#### TASKS AND EXERCISES:
• A. Translate this sentence from the rare earth fern article into Spanish: "Phytomining is a green method using so-called hyperaccumulator plants to extract metals from soil."
• B. Resume the article on rare earth minerals found in a fern, writing on from its final sentence.

A Chinese-led team of scientists says it has found a naturally formed mineral with rare earth elements in a fern, a world first that offers a “green circular model” for extracting high-value rare earths, according to an institution behind the study.
The researchers said the discovery of nanoscale monazite in a living plant “opens new possibilities for the direct recovery of functional rare earth element materials”.
“To our knowledge, this is the earliest reported occurrence of rare earth elements crystallising into a mineral phase within a hyperaccumulator,” they said.
“This work substantiates the feasibility of phytomining and introduces an innovative, plant-based approach for sustainable rare earth element resource development,” the team wrote in the peer-reviewed journal Environmental Science & Technology this month.
The researchers from the Guangzhou Institute of Geochemistry under the Chinese Academy of Sciences collaborated with an earth scientist in the geosciences department at Virginia Tech in the United States for the work.
Phytomining is a green method using so-called hyperaccumulator plants to extract metals from soil. The underexplored strategy offered potential for sustainable rare earth supply, the team said.

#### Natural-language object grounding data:
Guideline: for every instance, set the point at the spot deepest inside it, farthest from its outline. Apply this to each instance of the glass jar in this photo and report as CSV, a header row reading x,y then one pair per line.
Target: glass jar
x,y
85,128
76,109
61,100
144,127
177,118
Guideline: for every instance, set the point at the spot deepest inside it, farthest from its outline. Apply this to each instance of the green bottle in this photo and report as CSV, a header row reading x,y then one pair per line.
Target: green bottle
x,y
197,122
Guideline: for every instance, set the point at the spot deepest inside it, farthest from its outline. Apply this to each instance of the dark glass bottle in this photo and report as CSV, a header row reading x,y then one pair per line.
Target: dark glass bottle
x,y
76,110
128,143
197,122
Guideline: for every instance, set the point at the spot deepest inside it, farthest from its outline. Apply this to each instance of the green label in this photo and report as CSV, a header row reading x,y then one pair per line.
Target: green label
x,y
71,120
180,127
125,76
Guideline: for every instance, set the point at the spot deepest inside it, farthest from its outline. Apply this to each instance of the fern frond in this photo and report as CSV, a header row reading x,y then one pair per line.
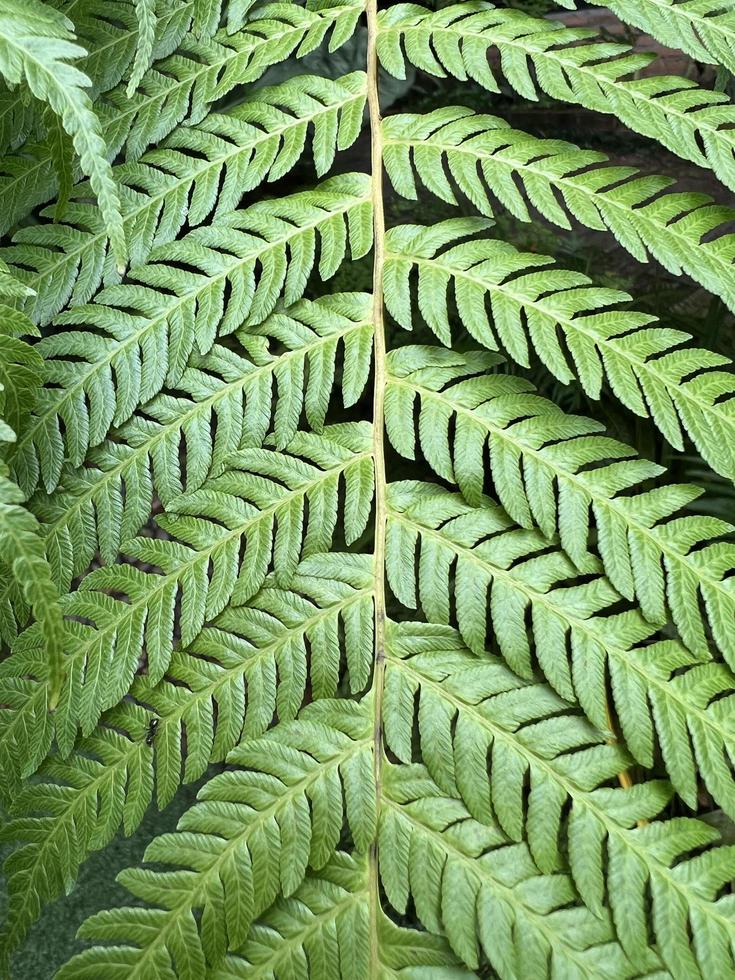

#### PER-TASK ANSWERS:
• A. La fitominería es un método ecológico que utiliza las llamadas plantas hiperacumuladoras para extraer metales del suelo.

• B.
In the paper, the scientists described hyperaccumulators as plants that could concentrate heavy metals or metalloids in their tissue at levels hundreds to thousands of times higher than the surrounding soil.
“Leveraging this remarkable capacity, phytomining involves cultivating these plants on metal-rich soils and recovering the target metals from harvested biomass. This strategy reduces reliance on conventional mining while mitigating associated environmental and geopolitical risks,” they said.
Monazite is a phosphate mineral rich in rare earth elements, including cerium, lanthanum and neodymium.
While monazite typically formed under high pressure and temperature hundreds of degrees Celsius, plants presented an alternative for their mineralisation under ambient Earth-surface conditions, the scientists said.
The mineral has a high melting point, excellent optical emissivity and exceptional resistance to corrosion from molten glass and radiation damage.
Its outstanding mechanical, physical and thermal properties make it highly suitable for applications such as coatings and diffusion barriers, luminophores, lasers and light emitters, ionic conductors and matrices for radioactive waste management, according to the team.
In the study, the researchers collected plant samples of a known rare earth hyperaccumulator – an evergreen fern named Blechnum orientale – and the soil surrounding them.
The samples were picked and transported from rare earth deposits in the southern Chinese city of Guangzhou.
The team’s analysis showed that rare earth elements were concentrated in the pinna, followed by the root system and leaf stalk. The minerals crystallise within extracellular tissues under ambient conditions for the plants to prevent non-nutrient elements from entering cells and to detoxify, according to the paper.
The researchers said monazite formation occurred via a process similar to a chemical garden, which features plantlike structures that form when a metal-salt seed is dropped into an aqueous solution containing anions, such as silicate or phosphate.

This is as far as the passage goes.